Requirements – Rewrite every line of the listing below as a numbered list, and leave out any blank lines.

════

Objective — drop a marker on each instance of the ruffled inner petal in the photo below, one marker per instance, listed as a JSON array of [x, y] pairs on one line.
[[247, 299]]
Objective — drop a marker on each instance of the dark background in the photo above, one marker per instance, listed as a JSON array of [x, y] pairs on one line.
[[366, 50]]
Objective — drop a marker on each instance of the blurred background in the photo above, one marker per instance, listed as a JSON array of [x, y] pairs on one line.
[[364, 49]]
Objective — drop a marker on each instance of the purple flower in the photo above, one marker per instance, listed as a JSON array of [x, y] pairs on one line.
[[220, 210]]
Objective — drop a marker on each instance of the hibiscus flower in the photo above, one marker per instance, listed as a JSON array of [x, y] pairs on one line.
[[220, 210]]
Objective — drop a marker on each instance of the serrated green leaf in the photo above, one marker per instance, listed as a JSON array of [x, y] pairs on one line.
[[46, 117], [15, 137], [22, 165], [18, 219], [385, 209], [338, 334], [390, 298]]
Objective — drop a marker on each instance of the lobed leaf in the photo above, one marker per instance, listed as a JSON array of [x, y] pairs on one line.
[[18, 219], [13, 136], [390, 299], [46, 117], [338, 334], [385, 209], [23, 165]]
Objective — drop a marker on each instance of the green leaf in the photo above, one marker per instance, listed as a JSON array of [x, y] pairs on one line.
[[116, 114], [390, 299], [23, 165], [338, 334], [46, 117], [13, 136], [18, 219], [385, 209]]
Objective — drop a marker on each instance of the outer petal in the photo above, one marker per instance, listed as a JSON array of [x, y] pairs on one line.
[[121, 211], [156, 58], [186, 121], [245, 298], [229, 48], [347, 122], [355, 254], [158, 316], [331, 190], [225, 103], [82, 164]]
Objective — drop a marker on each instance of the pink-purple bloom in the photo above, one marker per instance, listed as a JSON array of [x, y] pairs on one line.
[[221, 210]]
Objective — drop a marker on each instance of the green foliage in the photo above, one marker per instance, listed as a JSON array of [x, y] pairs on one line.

════

Result –
1. Objective — drop a marker on each instance of the ruffled inner petal in the photo below, one marker per instance, listed as a JSON array of [x, y] pairs on one line.
2. [[247, 299]]
3. Objective — drop a marker on each instance of the dark background in the photo above, one marker per instance, listed as a JSON array of [x, y] pairs on one line.
4. [[366, 50]]
5. Objective — drop a marker on each instance of the blurred background in the photo above, one marker per instance, listed as a JSON array of [x, y] pairs on one line.
6. [[364, 49]]
7. Objective — drop a marker on each instance of the purple flower in the photo above, one marker per instance, listed as a JSON array of [x, y] pairs on one line.
8. [[220, 210]]
9. Objective — drop a marker on each instance of the hibiscus flower in the photo above, one marker per instance, listed as a JSON array of [x, y] pairs on one line.
10. [[220, 210]]
11. Objective — drop a marker on each instance of the serrated green leaf in the photo above, one marker per instance, listed as a JSON array of [x, y] pairs on one line.
12. [[46, 117], [15, 137], [22, 165], [18, 219], [385, 209], [338, 334], [390, 298]]
13. Objective — drop a marker on each instance of the lobed leaf in the photo above, one marker per instance, listed as a JSON array of [x, y] pairs on one line.
14. [[18, 219], [13, 136], [390, 299], [46, 117], [338, 334], [385, 209], [23, 165]]
15. Objective — drop a marker on each instance of the green leaf in the photo above, one marker per instance, listed as a JSON array of [x, y] pairs on one line.
16. [[116, 114], [390, 299], [23, 165], [338, 334], [46, 117], [13, 136], [18, 219], [385, 209]]
17. Objective — drop a marker on each instance of the outer petal in the photo above, one marker per instance, listed as a JSON array of [x, y] pairs on one line.
18. [[121, 211], [156, 58], [186, 121], [245, 298], [229, 48], [347, 122], [355, 254], [158, 316], [331, 190], [225, 103], [82, 164]]
19. Objective — drop a marker on each instance of the pink-purple bloom in the photo above, one marker per instance, listed as a JSON array of [x, y] pairs on one line.
20. [[221, 210]]
21. Objective — drop a marker on each instance of the green foliage in the photo above, one marker per instance, listed as a JSON array of [x, y] pairs on one line.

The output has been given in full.